## Begin Provided material

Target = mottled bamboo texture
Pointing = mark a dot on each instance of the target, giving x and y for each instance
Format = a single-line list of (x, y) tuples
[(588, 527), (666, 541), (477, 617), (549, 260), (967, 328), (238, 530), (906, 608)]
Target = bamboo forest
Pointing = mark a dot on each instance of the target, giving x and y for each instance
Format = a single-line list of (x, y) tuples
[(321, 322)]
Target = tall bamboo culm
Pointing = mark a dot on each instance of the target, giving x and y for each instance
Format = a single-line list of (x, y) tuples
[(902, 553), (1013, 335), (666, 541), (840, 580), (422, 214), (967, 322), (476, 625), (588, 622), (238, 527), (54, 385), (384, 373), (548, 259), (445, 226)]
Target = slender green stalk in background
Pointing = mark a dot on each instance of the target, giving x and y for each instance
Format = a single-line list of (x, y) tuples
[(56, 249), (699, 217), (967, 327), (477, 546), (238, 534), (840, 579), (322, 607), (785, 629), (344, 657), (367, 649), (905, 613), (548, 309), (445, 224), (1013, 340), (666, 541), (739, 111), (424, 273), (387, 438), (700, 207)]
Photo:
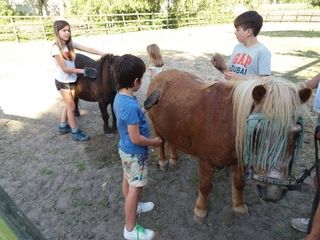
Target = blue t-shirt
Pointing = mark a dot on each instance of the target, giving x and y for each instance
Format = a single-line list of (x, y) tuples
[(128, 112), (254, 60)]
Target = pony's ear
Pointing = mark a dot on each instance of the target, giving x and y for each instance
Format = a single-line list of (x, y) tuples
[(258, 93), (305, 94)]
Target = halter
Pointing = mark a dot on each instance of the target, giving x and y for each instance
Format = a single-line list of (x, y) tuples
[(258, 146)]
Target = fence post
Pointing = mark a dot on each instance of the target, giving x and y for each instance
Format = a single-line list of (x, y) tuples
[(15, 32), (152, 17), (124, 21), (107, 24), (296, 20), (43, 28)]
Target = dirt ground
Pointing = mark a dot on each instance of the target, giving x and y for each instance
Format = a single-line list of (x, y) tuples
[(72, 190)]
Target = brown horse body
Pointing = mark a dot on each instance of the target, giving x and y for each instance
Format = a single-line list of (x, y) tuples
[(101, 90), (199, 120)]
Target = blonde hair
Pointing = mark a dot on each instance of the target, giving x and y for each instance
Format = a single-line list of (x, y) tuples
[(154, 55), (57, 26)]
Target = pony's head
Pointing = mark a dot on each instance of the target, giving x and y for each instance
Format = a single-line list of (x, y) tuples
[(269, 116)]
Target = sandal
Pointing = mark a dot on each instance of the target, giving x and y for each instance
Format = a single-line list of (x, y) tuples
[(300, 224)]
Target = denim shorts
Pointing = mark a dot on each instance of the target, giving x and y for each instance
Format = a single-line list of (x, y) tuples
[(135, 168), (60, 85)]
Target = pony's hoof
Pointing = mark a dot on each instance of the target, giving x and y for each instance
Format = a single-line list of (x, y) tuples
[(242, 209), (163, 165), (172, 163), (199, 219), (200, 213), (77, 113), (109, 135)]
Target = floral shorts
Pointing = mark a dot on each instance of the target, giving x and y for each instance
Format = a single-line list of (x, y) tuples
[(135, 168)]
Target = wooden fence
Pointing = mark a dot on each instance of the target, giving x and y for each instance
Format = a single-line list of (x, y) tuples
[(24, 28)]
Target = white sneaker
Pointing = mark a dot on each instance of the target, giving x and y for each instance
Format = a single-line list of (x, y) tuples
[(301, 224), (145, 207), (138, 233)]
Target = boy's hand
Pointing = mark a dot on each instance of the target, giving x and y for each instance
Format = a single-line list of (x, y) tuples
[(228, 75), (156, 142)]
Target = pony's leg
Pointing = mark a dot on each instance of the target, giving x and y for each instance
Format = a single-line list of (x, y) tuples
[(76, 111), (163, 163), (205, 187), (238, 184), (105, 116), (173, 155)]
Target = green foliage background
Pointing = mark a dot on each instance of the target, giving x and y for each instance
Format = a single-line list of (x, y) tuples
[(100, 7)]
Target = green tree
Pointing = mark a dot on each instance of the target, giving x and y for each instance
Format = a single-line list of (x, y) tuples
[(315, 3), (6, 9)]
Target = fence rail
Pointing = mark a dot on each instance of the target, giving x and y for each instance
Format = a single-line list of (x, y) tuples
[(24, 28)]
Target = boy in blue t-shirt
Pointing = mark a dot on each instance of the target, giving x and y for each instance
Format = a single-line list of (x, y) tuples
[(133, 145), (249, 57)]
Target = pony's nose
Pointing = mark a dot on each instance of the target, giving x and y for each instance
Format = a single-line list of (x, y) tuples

## End Provided material
## Begin Provided material

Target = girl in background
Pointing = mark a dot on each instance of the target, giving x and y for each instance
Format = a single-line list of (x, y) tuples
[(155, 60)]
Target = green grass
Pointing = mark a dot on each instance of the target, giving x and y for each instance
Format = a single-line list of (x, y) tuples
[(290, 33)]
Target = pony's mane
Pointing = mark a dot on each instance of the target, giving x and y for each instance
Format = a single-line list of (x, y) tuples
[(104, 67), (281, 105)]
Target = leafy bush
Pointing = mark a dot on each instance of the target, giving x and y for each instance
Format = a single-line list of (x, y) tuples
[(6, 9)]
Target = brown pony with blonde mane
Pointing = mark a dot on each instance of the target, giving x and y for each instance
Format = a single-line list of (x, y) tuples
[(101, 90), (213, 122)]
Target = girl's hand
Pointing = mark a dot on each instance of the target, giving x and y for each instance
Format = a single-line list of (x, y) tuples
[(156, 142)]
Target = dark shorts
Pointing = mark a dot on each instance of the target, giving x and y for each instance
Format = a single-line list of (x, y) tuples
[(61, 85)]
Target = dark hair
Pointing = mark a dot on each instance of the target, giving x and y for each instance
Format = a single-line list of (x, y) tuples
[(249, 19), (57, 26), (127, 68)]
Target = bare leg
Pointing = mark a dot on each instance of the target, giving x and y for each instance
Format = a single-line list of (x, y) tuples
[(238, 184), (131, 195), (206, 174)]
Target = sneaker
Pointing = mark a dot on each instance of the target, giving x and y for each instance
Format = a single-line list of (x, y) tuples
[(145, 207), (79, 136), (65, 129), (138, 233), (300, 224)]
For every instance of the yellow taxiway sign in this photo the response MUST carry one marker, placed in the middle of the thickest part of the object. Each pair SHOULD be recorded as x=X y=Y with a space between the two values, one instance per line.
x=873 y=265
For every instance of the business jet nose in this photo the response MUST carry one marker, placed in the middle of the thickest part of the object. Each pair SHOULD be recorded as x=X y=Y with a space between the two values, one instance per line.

## End Provided material

What to produce: Rewrite the lines from the one containing "Target = mottled bamboo texture" to the one containing "[(258, 146)]", replacing "Format" with "Output format" and leaving everything else unchanged. Omit the pictures.

Exercise output:
Target = mottled bamboo texture
Pointing = mark a dot on each instance of the target, giving x and y for each instance
Output format = a single-line list of (x, y) tuples
[(588, 527), (666, 541), (477, 617), (549, 260), (967, 328), (238, 530), (906, 608)]
Target = bamboo forest
Pointing = mark a dot on each instance of the target, giving x and y for each instance
Output format = a single-line list of (x, y) tuples
[(321, 322)]
Target = tall bamboo culm
Pointing = mark a dot on each instance of the target, giving x and y for each instance
Output format = a single-line list of (x, y) tuples
[(902, 553), (1013, 335), (666, 541), (840, 580), (422, 214), (967, 322), (476, 625), (588, 622), (238, 527), (54, 385), (384, 373), (548, 259), (445, 226)]
Target = slender green stalk in background
Pointing = mark a dot on each instance of the target, giving x and y for each instance
Output format = a single-line list of (x, y) tuples
[(56, 249), (699, 217), (967, 327), (477, 546), (238, 534), (840, 579), (322, 607), (785, 629), (344, 657), (367, 649), (905, 613), (548, 309), (445, 224), (1013, 340), (666, 541), (739, 111), (424, 273), (387, 438), (700, 207)]
Photo:
Target = blue t-shirt
Pointing = mark a dot on each instance of the target, giving x and y for each instance
Output format = a single-line list of (x, y) tuples
[(128, 112), (254, 60)]
Target = pony's ear
Pointing = mark a dot on each instance of the target, giving x and y for each instance
Output format = a single-line list of (x, y) tuples
[(258, 93), (305, 94)]
Target = halter
Pointing = mark a dot on each instance of the target, giving x and y for each instance
Output format = a single-line list of (x, y) tuples
[(258, 146)]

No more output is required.